## Problem statement
Copy every one of the records below line for line, without changing anything.

## Records for this exercise
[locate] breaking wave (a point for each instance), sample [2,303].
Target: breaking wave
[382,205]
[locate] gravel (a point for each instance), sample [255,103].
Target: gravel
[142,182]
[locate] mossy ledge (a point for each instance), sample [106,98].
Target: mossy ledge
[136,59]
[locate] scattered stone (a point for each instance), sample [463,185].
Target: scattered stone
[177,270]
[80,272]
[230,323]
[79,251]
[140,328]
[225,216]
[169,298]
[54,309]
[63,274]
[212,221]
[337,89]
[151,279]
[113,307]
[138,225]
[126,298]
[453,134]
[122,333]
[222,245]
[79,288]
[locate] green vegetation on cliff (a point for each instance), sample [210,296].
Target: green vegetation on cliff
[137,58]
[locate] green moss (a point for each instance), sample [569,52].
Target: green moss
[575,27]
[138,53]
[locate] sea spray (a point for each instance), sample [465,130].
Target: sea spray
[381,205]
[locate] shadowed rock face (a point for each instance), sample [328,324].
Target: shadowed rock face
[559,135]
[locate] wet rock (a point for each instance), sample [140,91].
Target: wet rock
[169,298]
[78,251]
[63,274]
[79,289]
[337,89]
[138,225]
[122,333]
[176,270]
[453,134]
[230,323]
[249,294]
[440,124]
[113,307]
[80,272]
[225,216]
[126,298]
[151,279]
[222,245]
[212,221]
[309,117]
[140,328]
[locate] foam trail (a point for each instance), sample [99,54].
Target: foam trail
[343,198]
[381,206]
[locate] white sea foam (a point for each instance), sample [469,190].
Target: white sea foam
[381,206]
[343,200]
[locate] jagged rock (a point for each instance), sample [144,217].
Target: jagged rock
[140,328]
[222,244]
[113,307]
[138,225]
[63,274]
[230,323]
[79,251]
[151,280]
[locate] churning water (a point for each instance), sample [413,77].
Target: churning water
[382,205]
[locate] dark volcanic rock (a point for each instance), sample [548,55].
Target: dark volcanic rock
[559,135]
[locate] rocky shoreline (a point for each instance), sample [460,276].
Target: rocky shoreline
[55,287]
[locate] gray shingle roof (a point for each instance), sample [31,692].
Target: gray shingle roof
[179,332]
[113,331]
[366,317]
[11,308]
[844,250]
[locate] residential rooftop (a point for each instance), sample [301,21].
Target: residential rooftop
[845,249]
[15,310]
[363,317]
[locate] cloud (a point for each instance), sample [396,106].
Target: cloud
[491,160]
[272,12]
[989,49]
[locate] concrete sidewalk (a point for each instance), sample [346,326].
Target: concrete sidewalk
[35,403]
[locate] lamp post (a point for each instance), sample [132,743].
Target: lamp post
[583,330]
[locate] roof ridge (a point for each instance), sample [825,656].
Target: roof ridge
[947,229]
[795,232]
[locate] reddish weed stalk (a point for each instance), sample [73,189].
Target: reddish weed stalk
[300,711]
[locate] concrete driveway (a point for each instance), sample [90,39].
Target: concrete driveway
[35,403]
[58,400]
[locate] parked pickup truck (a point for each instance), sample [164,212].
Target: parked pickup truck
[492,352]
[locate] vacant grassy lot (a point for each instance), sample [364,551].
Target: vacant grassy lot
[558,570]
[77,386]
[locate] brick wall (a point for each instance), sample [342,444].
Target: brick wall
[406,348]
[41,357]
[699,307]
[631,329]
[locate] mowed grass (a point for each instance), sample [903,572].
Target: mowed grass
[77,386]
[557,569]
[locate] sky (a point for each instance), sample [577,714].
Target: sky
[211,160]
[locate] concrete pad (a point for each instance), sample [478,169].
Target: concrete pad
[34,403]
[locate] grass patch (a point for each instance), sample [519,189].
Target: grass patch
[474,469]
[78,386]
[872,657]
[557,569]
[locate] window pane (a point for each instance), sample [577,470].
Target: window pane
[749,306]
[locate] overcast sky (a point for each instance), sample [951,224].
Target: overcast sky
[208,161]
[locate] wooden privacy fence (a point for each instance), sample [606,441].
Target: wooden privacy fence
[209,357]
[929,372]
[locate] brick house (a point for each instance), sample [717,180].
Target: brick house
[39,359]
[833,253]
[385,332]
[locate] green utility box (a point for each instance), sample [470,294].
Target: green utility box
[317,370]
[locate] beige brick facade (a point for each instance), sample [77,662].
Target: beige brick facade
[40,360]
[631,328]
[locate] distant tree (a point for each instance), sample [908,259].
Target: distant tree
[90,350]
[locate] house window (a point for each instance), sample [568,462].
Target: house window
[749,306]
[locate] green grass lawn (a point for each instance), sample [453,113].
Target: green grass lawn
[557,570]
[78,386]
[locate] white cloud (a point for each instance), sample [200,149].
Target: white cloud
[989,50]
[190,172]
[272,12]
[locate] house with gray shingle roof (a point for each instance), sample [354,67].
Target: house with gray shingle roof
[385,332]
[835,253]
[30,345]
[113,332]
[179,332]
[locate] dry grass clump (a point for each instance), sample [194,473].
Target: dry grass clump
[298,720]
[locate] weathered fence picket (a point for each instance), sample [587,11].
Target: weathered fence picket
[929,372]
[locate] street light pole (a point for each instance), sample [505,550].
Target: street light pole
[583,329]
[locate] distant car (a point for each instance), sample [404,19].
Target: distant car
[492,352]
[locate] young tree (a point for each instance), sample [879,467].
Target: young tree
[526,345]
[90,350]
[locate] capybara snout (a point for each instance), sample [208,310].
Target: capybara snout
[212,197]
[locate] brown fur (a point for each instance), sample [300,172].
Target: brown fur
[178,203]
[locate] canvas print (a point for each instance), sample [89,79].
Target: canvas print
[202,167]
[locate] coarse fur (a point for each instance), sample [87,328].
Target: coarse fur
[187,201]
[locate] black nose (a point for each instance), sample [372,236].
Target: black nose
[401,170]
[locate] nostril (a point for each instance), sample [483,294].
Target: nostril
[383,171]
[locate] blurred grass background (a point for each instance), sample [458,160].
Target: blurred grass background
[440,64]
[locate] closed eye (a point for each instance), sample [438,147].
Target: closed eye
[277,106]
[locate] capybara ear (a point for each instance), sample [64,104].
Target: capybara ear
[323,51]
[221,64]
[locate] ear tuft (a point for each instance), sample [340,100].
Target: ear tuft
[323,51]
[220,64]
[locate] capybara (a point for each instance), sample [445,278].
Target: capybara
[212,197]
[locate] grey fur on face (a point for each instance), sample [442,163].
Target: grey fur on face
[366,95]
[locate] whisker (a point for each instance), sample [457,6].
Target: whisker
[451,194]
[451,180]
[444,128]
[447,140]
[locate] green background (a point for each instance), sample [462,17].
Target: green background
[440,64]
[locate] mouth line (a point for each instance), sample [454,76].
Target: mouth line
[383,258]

## Solution to this task
[locate] breaking wave (a point for each instance), sample [2,303].
Target: breaking wave
[382,205]
[locate] gravel (a point for each instance), sample [255,103].
Target: gravel
[142,182]
[locate] mossy ledge (a point for each instance), sample [106,98].
Target: mossy ledge
[136,59]
[locate] scattered stone (a point for each instance), sample [463,185].
Target: scattered stone
[177,270]
[80,272]
[230,323]
[79,251]
[140,328]
[225,216]
[169,298]
[54,309]
[63,274]
[212,221]
[337,89]
[151,279]
[113,307]
[138,225]
[126,298]
[453,134]
[122,333]
[222,245]
[79,288]
[locate] green vegetation on cliff (a point for each instance), sample [210,296].
Target: green vegetation on cliff
[137,58]
[locate] green moss (a point for each instance), sample [569,52].
Target: green moss
[575,27]
[138,53]
[locate] sea spray (a point for each instance), sample [465,130].
Target: sea spray
[381,205]
[locate] shadowed rock face (a point for each instance), sample [328,324].
Target: shadowed rock face
[559,135]
[locate] wet rock (a point for each instance), sample [140,91].
Target: wet rock
[169,298]
[78,251]
[63,274]
[79,289]
[337,89]
[138,225]
[122,333]
[176,270]
[453,134]
[230,323]
[249,294]
[440,124]
[113,307]
[80,272]
[225,216]
[126,298]
[151,279]
[222,245]
[212,221]
[309,117]
[140,328]
[locate] foam trail (a point for each instance), sample [99,54].
Target: foam trail
[343,198]
[381,206]
[locate] white sea foam (a point for each instance), sample [469,190].
Target: white sea foam
[381,206]
[343,200]
[locate] jagged rock (a point for each instance), sample [144,217].
Target: jagged rock
[140,328]
[222,244]
[113,307]
[138,225]
[63,274]
[230,323]
[79,251]
[151,280]
[locate] churning water (a point for each instance), sample [413,77].
Target: churning water
[382,205]
[locate] dark volcanic rock (a point for each instance), sample [548,55].
Target: dark volcanic rock
[559,135]
[locate] rocky shoreline (a point for each instance), sample [460,276].
Target: rocky shoreline
[55,287]
[locate] gray shingle roof (a point for each instance), sample [31,692].
Target: gray shingle roof
[179,332]
[113,331]
[366,317]
[11,308]
[844,250]
[locate] residential rooftop (a point for each instance), sample [301,21].
Target: residential rooftop
[845,249]
[15,310]
[363,317]
[locate] cloud (a point for each instance), sample [396,106].
Target: cloud
[491,160]
[272,12]
[989,49]
[locate] concrete sidewalk (a point for each instance), sample [346,326].
Target: concrete sidewalk
[35,403]
[locate] lamp post (a point for each instance), sample [132,743].
Target: lamp post
[583,330]
[locate] roof ridge (a point for each instance), sample [825,656].
Target: roof ridge
[947,229]
[795,232]
[locate] reddish weed stalk (a point for each instance), sample [73,189].
Target: reddish weed stalk
[300,711]
[locate] concrete driveway (a point for each instance), sample [90,39].
Target: concrete driveway
[35,403]
[58,400]
[locate] parked pickup truck (a point for each instance), sample [164,212].
Target: parked pickup truck
[492,352]
[locate] vacant grassy lot (a point for each instance), sample [364,551].
Target: vacant grassy lot
[558,570]
[77,386]
[locate] brick wall (a point for each instance), sample [342,444].
Target: brick wall
[406,348]
[41,357]
[699,307]
[631,329]
[locate] mowed grass (a point for each instance), sample [903,572].
Target: mowed grass
[77,386]
[557,569]
[locate] sky (a point for each instance), sample [577,714].
Target: sky
[211,160]
[locate] concrete pad (a point for each instance), sample [478,169].
Target: concrete pad
[34,403]
[locate] grass patch (a point for each instance), sample [519,189].
Target: grass patch
[474,469]
[78,386]
[872,657]
[557,569]
[locate] window pane (a point for each instance), sample [577,470].
Target: window pane
[749,306]
[locate] overcast sky (a point for each instance), sample [951,224].
Target: overcast sky
[208,161]
[locate] wooden privacy fence (a point for each instance), sample [606,441].
Target: wooden privacy fence
[209,357]
[929,372]
[locate] brick house (a point for each instance), sample [717,180].
Target: brick house
[39,359]
[833,253]
[385,332]
[locate] green utility box (a point for each instance), sample [470,294].
Target: green utility box
[317,370]
[locate] beige brick facade (a point for each instance), sample [77,662].
Target: beige brick facade
[40,360]
[631,328]
[locate] distant tree (a point for each instance), sample [908,259].
Target: distant tree
[90,350]
[locate] house window (a point for each instance), sample [568,462].
Target: house window
[749,306]
[locate] green grass lawn (a point for each instance), sample [453,113].
Target: green grass lawn
[557,570]
[78,386]
[locate] white cloud (a point for each instance), sample [200,149].
Target: white cloud
[989,50]
[190,172]
[272,12]
[locate] house with gray shingle roof (a point for each instance), sample [354,67].
Target: house with gray shingle roof
[385,332]
[835,253]
[30,345]
[113,332]
[179,332]
[locate] dry grass clump (a point for each instance), sample [194,473].
Target: dry grass clump
[298,720]
[locate] weathered fence picket (a point for each instance), sample [587,11].
Target: weathered fence picket
[929,372]
[locate] street light pole (a point for each instance), sample [505,550].
Target: street light pole
[583,329]
[locate] distant car (a point for each instance), sample [404,19].
Target: distant car
[492,352]
[locate] young tree (a point for each instance), sample [879,467].
Target: young tree
[526,345]
[90,350]
[locate] capybara snout (a point for each instance), sample [208,310].
Target: capybara snout
[212,197]
[locate] brown fur (a point for each instance), sample [300,172].
Target: brown fur
[178,203]
[locate] canvas print (a point for each instance), sample [89,79].
Target: canvas print
[202,167]
[locate] coarse fur (a point for each instance), sample [87,328].
Target: coarse fur
[187,201]
[locate] black nose (a point for each instance), sample [372,236].
Target: black nose
[401,170]
[locate] nostril (a point for each instance), sample [483,294].
Target: nostril
[383,171]
[locate] blurred grass background (a point for each instance), sample [458,160].
Target: blurred grass background
[440,64]
[locate] closed eye (a point for each instance), sample [438,147].
Target: closed eye
[277,106]
[locate] capybara ear (a point for each instance), sample [64,104].
Target: capybara ear
[323,51]
[221,64]
[locate] ear tuft (a point for each instance), sample [340,100].
Target: ear tuft
[323,51]
[220,64]
[locate] capybara (a point for each instance), sample [445,278].
Target: capybara
[212,197]
[locate] grey fur on face (a point for each instance), sample [442,163].
Target: grey fur on face
[366,95]
[locate] whisker (a point for each instance), sample [457,6].
Target: whisker
[451,194]
[451,180]
[444,128]
[447,140]
[locate] green background (a point for each instance), sample [462,17].
Target: green background
[440,64]
[locate] mouth line (a point for each instance), sample [454,76].
Target: mouth line
[383,258]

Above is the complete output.